*Opdracht*: Kun je in de tekst over het liedduo hieronder het stuk van "De wegen van" tot en met "liederen van Debussy." herschrijven, met "sopraan" in plaats van "mezzosopraan"?

*Aangeleverde tekst*:
○ ○ ○ ○ ○ ○ ○

De wegen van pianiste Babette Craens en mezzosopraan Herlinde Van de Straete kruisten elkaar in 2018 aan het Koninklijk Conservatorium van Antwerpen, waar ze een lied duo vormden. Hun gedeelde passie voor liederen strekt zich uit over repertoire uit de romantiek, de 20e eeuw en hedendaagse muziek. Op 10 mei brachten ze in de MIRY Concertzaal een prachtig vierluik van liederen, telkens ingeleid door een pianostuk. Het duo vertolkte voornamelijk Duitse liederen, met daarnaast enkele Franse liederen van Debussy.

○ ○ ○ ○ ○ ○ ○

*Gegeven gegevens*:
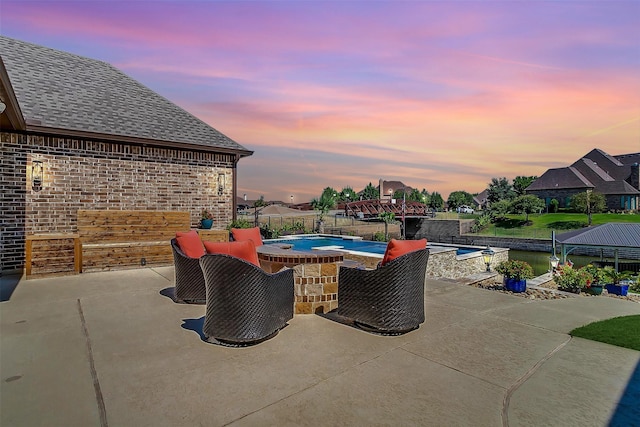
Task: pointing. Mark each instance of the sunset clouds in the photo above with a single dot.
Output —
(440, 95)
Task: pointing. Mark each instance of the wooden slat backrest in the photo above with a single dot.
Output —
(108, 226)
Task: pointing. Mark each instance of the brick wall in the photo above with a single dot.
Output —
(82, 174)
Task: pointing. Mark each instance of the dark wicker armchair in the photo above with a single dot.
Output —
(388, 300)
(245, 304)
(190, 286)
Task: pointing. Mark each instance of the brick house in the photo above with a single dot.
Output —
(616, 177)
(97, 139)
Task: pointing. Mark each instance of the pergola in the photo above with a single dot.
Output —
(614, 236)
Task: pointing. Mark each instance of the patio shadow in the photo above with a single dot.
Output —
(169, 292)
(628, 412)
(8, 284)
(195, 325)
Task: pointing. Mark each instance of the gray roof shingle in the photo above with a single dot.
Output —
(620, 235)
(61, 91)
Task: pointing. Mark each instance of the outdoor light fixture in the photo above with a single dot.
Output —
(36, 173)
(220, 184)
(487, 256)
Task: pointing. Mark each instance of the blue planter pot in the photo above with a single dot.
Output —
(595, 289)
(514, 285)
(617, 289)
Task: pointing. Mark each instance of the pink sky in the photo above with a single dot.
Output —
(440, 95)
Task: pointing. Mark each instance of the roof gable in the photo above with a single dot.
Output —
(63, 93)
(560, 178)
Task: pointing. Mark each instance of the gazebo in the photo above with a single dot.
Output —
(614, 236)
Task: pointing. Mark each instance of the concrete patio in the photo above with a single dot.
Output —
(113, 349)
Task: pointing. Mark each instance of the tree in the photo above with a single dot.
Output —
(347, 194)
(527, 204)
(459, 198)
(436, 202)
(522, 182)
(324, 204)
(415, 196)
(370, 193)
(426, 197)
(500, 189)
(388, 218)
(499, 209)
(399, 194)
(589, 202)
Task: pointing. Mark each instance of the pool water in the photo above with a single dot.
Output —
(308, 243)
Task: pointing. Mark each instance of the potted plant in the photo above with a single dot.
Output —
(598, 279)
(572, 280)
(206, 219)
(617, 284)
(515, 274)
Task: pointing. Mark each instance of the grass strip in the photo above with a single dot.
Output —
(621, 331)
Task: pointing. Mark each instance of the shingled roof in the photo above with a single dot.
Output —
(619, 235)
(66, 94)
(560, 178)
(596, 170)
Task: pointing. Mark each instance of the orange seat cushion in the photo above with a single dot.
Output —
(396, 248)
(252, 234)
(244, 249)
(190, 243)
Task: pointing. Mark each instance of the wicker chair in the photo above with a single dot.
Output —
(245, 304)
(388, 300)
(190, 286)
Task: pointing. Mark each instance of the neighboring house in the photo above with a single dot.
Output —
(99, 140)
(481, 199)
(388, 188)
(616, 177)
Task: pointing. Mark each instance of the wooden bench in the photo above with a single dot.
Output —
(113, 239)
(52, 254)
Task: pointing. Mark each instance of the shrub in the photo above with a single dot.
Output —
(378, 236)
(240, 223)
(515, 269)
(481, 223)
(570, 279)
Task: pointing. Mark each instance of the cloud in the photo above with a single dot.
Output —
(439, 95)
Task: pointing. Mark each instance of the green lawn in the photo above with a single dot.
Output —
(540, 226)
(621, 331)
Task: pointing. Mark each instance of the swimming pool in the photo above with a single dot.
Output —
(310, 242)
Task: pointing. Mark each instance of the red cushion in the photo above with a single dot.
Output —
(396, 248)
(244, 249)
(247, 234)
(190, 243)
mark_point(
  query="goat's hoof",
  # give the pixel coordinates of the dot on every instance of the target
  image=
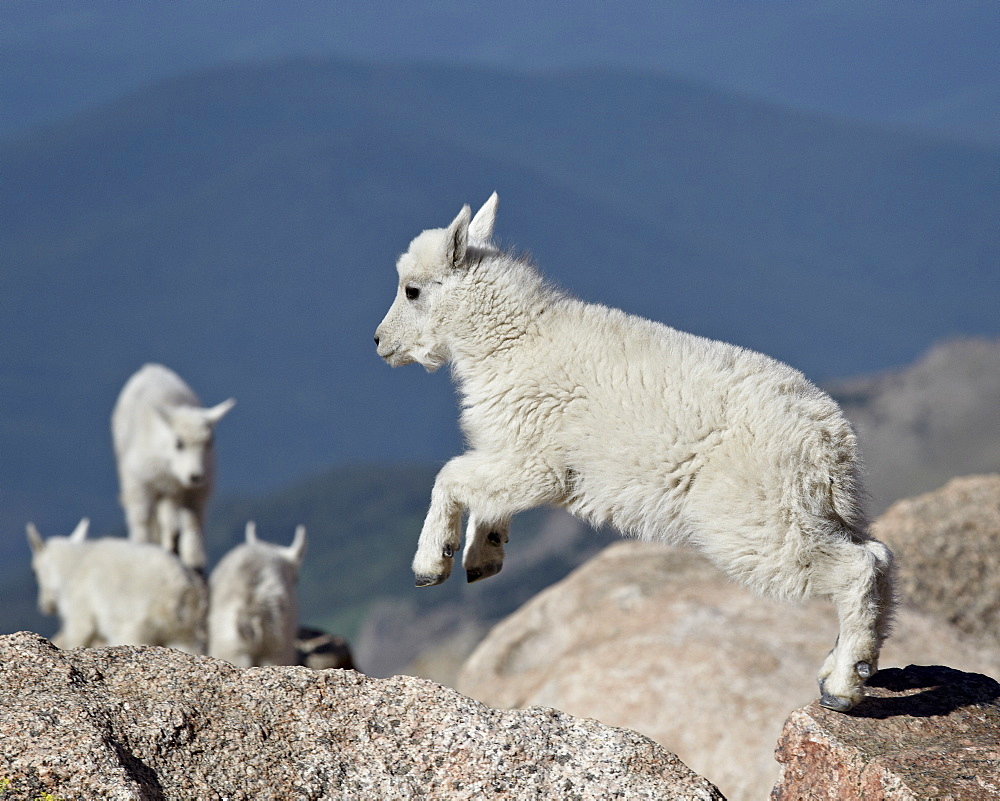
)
(838, 703)
(485, 571)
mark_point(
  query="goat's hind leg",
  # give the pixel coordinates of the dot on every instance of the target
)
(860, 585)
(484, 551)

○ ○ ○ ○ ○ ○ ○

*Uitgevoerde opdracht*:
De wegen van pianiste Babette Craens en sopraan Herlinde Van de Straete kruisten elkaar in 2018 aan het Koninklijk Conservatorium van Antwerpen, waar ze een lied duo vormden. Hun gedeelde passie voor liederen strekt zich uit over repertoire uit de romantiek, de 20e eeuw en hedendaagse muziek. Op 10 mei brachten ze in de MIRY Concertzaal een prachtig vierluik van liederen, telkens ingeleid door een pianostuk. Het duo vertolkte voornamelijk Duitse liederen, met daarnaast enkele Franse liederen van Debussy.